GOAL OF THE EXERCISE: Take the entries that follow and return exactly the lines from the one holding "Target: bee's eye" through the one holding "Target: bee's wing", both included. Nothing else is needed.

GIVEN RECORDS Block Start

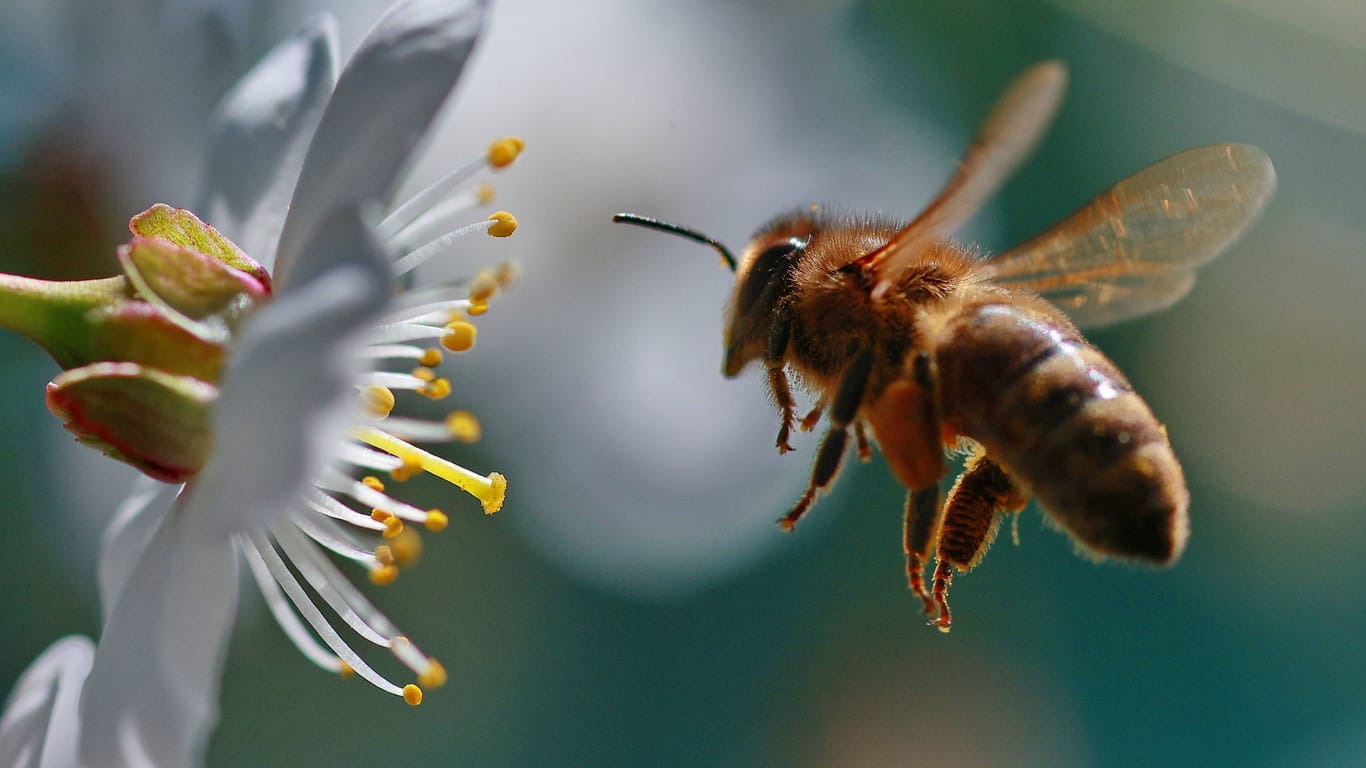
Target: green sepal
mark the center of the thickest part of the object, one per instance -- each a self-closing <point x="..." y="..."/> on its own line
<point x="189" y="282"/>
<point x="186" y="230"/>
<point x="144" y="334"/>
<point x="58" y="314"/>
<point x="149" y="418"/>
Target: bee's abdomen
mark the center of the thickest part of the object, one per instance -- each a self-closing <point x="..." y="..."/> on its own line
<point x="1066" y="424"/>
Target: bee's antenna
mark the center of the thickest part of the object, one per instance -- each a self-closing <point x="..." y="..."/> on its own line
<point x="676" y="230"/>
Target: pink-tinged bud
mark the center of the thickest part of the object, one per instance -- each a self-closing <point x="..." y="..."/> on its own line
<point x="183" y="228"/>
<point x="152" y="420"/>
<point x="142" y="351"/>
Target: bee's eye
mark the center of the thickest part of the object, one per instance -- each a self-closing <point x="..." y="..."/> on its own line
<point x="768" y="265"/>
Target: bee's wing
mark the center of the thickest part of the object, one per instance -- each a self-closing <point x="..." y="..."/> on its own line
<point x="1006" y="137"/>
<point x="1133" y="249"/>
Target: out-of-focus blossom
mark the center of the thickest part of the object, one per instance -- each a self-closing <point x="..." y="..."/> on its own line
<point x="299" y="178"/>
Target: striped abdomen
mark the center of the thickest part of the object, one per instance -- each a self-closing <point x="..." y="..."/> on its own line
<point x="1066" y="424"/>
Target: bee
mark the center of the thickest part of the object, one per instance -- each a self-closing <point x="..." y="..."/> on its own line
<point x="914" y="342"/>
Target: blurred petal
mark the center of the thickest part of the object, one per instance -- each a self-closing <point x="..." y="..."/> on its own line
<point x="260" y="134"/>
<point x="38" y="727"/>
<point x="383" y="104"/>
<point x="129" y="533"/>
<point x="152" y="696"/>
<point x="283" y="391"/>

GIVEN RECORDS Block End

REPLY:
Target: bee's eye
mark the center of the thickest part of the object, one per instance -- each a self-closing <point x="..." y="..."/> on its own line
<point x="768" y="265"/>
Target: bee's wing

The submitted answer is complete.